Show each line of the rows below that contains the word "road".

++++ Material provided

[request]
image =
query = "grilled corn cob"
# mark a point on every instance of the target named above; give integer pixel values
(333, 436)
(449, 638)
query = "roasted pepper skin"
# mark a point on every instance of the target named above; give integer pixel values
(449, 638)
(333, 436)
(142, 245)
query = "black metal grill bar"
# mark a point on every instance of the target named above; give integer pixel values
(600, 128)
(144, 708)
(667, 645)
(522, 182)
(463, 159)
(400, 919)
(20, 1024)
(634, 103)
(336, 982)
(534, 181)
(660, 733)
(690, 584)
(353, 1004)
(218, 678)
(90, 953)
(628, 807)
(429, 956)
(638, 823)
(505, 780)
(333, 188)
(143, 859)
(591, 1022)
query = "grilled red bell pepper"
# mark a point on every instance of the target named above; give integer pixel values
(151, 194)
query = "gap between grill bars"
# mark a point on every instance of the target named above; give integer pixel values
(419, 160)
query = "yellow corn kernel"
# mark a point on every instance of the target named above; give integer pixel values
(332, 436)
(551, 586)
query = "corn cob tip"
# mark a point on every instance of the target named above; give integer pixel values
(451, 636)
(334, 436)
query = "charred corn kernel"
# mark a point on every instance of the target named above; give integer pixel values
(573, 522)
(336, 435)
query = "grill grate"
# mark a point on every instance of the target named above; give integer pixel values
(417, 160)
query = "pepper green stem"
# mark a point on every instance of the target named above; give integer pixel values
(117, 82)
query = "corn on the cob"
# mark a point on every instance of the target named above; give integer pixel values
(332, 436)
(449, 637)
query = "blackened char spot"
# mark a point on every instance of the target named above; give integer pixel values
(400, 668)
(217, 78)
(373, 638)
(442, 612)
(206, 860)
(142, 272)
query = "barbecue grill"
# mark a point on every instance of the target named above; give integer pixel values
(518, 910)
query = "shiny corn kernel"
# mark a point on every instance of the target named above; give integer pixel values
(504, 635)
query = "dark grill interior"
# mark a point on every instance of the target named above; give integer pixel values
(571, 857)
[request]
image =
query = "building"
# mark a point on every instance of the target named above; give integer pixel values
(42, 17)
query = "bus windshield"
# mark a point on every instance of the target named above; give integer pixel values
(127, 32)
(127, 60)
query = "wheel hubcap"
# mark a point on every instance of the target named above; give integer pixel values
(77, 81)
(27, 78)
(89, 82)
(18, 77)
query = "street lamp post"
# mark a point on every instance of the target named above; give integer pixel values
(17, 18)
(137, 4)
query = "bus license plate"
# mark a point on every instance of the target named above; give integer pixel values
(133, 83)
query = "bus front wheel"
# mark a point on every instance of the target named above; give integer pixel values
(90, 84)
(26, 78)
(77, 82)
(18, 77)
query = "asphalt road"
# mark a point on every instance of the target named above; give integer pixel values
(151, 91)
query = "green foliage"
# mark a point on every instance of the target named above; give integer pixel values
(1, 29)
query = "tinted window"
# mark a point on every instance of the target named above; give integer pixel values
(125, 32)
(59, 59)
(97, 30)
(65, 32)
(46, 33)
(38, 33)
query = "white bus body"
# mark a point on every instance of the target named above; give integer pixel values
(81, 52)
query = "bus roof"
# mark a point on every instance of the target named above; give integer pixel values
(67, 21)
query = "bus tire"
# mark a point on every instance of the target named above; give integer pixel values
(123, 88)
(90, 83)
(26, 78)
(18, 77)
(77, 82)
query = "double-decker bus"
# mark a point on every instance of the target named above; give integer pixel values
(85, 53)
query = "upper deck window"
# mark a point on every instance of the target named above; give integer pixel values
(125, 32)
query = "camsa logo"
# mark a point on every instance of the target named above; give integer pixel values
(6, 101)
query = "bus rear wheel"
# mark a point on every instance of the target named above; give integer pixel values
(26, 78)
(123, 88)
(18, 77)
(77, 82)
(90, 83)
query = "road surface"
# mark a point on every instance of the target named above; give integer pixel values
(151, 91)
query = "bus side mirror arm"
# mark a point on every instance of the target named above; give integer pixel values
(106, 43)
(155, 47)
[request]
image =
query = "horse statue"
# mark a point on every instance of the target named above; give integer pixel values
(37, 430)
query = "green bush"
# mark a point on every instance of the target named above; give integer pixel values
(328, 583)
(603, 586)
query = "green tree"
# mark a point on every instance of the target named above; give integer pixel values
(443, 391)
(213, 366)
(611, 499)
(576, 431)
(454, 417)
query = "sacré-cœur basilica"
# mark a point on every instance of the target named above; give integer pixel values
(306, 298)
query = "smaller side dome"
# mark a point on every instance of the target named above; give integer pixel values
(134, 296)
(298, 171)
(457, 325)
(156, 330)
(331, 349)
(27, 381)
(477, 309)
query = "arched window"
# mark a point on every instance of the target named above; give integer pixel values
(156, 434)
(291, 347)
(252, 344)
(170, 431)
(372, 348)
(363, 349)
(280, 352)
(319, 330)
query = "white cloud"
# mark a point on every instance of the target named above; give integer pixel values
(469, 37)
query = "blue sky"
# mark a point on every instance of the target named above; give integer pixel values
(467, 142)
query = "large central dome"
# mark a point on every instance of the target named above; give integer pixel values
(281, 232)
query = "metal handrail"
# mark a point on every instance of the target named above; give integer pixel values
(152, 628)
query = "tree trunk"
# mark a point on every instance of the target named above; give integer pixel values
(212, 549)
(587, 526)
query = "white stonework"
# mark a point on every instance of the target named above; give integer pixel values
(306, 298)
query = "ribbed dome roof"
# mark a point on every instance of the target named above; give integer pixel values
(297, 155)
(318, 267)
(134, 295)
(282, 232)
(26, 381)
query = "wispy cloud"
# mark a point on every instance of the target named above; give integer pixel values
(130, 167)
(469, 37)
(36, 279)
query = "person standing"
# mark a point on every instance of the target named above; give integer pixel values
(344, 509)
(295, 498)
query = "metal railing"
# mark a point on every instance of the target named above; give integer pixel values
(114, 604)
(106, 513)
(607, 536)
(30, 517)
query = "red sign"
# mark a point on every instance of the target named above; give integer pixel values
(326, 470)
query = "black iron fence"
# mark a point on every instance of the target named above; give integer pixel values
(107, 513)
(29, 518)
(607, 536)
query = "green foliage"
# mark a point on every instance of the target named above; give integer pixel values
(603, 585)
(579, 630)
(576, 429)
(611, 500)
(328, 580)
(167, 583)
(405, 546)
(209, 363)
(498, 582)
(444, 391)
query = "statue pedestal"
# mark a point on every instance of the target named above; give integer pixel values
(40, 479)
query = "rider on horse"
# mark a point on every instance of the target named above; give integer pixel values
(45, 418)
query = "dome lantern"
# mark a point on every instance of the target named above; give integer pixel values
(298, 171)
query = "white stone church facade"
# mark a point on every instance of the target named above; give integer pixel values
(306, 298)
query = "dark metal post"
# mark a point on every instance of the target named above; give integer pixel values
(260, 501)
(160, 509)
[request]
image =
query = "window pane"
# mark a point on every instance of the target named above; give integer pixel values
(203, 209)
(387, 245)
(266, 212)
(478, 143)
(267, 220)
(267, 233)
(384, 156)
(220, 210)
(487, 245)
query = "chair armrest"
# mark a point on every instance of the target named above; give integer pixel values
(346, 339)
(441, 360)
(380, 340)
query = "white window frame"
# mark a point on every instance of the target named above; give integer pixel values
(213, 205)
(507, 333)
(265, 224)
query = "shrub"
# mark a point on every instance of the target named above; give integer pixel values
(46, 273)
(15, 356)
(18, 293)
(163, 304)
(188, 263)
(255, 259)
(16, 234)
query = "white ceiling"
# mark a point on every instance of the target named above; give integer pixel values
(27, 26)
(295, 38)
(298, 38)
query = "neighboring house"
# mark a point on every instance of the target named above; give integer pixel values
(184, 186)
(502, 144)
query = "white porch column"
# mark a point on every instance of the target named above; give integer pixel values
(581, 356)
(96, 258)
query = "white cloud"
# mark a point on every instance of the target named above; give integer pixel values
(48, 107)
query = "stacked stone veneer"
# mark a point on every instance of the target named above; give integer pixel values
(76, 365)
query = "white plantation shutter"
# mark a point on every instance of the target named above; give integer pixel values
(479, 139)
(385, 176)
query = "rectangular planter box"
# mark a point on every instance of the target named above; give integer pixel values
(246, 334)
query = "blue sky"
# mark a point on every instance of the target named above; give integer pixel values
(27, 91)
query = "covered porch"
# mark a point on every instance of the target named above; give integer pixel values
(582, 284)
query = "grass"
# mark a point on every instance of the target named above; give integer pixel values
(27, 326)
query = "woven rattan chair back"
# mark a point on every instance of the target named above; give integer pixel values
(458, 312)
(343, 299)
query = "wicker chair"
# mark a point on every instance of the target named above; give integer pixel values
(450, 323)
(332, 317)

++++++++

Solution to the exercise →
query = "asphalt road"
query = "road surface"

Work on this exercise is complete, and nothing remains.